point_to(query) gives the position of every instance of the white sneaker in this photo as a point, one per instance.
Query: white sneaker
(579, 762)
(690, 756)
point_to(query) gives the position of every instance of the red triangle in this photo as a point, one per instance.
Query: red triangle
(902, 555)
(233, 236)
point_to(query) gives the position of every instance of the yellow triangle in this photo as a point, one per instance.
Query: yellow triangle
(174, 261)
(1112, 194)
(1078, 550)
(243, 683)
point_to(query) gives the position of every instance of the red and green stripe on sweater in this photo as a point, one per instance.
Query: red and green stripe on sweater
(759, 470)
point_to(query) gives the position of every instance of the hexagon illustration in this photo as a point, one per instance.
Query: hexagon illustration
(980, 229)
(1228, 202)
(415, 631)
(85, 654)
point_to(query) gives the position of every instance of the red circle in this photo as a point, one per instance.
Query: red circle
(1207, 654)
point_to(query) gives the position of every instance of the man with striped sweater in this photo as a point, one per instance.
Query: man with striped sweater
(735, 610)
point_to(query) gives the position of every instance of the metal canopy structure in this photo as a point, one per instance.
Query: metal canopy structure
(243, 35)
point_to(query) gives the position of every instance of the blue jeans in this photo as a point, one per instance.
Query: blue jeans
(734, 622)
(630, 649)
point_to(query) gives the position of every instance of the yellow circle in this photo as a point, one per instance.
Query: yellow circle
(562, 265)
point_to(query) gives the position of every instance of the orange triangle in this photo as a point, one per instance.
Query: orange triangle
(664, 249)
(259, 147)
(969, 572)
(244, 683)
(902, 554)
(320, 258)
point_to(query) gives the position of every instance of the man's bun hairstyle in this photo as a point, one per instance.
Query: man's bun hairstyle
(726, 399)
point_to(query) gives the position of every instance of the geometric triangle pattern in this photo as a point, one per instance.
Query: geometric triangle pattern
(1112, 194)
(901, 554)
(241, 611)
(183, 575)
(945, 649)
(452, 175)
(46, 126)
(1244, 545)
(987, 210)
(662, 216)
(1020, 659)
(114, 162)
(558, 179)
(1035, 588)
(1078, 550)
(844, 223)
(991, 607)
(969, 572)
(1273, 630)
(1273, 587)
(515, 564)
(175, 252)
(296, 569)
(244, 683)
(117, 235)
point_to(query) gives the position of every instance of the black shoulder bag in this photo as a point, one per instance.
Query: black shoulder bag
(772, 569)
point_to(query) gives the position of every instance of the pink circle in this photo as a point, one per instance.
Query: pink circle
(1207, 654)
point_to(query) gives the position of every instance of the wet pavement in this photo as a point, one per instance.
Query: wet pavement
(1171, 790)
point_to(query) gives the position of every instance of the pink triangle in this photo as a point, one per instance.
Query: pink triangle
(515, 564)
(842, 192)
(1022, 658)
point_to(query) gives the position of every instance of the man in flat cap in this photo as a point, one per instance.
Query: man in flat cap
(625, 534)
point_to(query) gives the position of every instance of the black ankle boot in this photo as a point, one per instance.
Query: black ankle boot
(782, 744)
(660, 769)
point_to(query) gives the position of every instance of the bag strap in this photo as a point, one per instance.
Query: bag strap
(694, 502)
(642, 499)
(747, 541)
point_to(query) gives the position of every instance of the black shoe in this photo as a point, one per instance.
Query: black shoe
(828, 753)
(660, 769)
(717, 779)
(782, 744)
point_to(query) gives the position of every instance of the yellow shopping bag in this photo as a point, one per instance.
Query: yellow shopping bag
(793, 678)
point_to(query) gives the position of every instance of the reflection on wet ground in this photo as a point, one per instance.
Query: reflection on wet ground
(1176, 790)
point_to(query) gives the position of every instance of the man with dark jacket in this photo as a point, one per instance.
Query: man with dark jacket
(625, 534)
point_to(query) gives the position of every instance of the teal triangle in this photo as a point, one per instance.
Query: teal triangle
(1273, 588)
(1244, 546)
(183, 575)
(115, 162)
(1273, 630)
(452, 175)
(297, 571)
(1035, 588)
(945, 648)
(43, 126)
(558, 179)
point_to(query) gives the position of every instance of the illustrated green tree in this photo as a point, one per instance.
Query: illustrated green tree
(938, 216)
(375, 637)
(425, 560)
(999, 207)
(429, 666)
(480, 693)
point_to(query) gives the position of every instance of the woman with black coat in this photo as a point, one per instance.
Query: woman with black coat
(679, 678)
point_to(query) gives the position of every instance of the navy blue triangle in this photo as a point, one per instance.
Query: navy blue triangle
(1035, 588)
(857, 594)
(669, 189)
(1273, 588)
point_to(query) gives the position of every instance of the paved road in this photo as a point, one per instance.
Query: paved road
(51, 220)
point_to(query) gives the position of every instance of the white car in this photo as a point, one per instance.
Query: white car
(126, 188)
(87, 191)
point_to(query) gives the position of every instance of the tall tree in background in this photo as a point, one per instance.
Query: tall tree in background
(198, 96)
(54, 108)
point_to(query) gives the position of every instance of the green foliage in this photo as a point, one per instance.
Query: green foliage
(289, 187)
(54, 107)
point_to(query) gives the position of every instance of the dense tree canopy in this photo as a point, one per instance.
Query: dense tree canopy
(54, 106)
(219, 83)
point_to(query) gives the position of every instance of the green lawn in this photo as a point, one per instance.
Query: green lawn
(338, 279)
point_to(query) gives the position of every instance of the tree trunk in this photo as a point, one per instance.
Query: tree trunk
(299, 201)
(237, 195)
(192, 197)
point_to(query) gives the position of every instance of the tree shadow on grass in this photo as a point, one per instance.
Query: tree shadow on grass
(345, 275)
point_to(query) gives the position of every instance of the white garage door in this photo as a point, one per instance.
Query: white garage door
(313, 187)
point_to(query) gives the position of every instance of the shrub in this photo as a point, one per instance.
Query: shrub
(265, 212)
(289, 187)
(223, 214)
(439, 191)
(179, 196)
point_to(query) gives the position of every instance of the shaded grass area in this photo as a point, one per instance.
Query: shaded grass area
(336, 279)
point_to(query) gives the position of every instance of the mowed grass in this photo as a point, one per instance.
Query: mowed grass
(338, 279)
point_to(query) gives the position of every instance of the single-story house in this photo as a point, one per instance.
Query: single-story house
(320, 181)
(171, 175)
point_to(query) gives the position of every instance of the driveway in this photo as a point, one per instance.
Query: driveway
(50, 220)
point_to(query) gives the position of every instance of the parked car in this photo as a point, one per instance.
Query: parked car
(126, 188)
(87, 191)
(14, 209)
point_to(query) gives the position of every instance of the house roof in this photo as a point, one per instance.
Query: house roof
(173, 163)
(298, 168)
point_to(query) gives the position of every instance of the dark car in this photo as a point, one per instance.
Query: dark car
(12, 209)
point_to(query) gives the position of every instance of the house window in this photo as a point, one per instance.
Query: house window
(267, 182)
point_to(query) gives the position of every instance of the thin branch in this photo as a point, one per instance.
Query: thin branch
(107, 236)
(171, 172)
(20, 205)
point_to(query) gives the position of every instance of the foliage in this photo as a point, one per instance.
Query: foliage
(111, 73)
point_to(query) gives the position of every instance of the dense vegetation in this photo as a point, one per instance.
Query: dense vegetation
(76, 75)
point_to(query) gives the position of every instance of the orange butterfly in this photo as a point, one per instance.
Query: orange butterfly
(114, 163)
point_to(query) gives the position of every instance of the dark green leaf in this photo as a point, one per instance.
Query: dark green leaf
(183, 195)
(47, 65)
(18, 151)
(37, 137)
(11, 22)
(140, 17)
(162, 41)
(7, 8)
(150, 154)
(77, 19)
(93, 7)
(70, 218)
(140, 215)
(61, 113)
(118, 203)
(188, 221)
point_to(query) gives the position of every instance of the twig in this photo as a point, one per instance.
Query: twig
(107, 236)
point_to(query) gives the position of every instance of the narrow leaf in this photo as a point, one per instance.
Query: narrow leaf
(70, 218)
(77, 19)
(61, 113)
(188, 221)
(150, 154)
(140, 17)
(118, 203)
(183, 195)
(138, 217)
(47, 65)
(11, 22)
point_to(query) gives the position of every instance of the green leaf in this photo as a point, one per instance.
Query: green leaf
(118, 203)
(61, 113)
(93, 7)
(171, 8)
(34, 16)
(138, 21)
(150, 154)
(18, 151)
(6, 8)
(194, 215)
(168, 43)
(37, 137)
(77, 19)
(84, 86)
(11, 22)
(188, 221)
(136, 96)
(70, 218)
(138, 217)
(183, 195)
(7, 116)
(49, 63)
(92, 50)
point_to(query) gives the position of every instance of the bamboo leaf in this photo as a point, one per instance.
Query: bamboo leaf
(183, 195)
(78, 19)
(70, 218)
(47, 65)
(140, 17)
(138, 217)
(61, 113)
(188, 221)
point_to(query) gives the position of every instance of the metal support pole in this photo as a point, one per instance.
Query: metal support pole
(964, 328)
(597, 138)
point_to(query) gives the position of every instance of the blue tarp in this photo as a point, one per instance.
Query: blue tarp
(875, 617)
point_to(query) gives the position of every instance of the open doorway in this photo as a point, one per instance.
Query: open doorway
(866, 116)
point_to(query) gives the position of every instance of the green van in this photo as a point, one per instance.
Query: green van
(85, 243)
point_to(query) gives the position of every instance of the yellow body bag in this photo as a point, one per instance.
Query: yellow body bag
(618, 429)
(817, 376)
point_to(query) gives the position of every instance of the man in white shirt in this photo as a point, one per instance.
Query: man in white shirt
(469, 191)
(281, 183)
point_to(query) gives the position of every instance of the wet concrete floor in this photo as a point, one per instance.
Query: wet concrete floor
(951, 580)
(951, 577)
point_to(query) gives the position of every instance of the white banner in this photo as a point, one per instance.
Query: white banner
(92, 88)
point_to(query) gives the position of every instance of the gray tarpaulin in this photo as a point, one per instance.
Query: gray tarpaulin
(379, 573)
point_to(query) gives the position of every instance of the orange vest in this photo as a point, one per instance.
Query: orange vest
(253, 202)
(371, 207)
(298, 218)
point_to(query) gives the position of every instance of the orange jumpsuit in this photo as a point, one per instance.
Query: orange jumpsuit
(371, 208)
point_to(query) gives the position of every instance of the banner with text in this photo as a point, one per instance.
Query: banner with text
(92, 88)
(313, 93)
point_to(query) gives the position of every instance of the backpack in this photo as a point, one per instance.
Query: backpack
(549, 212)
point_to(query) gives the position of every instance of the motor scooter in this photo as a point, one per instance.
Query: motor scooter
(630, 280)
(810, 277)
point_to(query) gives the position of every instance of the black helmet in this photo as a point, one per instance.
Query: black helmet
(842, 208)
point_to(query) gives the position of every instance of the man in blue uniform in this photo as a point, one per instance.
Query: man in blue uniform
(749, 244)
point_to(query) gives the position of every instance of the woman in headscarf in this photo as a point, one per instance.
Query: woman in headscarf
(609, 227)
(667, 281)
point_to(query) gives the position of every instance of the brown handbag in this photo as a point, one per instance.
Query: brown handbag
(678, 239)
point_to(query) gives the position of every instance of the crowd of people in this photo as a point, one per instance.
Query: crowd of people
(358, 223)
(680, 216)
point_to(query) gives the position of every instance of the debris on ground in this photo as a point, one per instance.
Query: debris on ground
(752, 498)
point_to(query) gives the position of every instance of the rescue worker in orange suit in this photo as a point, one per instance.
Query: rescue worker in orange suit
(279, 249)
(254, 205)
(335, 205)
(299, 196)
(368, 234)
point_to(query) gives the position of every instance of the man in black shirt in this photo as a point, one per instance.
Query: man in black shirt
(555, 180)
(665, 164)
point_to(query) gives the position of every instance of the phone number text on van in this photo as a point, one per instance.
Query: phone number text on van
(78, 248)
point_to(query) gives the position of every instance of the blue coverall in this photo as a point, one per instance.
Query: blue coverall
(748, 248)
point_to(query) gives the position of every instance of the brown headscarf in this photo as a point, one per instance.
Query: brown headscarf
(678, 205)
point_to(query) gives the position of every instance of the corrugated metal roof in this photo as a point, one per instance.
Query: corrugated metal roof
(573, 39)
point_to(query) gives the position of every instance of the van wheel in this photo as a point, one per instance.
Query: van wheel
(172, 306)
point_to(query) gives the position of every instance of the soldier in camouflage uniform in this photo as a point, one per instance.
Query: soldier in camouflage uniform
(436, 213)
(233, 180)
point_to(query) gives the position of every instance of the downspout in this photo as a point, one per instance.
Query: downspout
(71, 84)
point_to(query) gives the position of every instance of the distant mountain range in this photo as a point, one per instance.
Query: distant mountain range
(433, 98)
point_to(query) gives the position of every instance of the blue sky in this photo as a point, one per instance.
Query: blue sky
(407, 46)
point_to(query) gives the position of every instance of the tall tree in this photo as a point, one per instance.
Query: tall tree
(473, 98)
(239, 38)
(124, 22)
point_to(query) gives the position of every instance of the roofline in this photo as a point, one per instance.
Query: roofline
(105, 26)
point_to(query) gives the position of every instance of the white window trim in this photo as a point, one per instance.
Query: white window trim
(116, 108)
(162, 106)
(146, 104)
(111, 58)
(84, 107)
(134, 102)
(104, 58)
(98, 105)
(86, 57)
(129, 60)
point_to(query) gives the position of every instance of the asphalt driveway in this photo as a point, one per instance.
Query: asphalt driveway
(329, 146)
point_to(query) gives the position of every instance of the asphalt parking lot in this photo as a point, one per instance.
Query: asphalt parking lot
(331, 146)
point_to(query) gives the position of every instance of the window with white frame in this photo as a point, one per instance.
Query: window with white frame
----
▸ **WHAT IS NEEDED**
Can you reproduce, word for word, the lines from the one containing "the pink triangle" up to and including the one containing "(1022, 658)"?

▸ **RESPONSE BELOW**
point_to(query) gives the position of every instance of the pink triangle in this photo as a point, one per instance.
Query: pink triangle
(515, 564)
(842, 192)
(1022, 658)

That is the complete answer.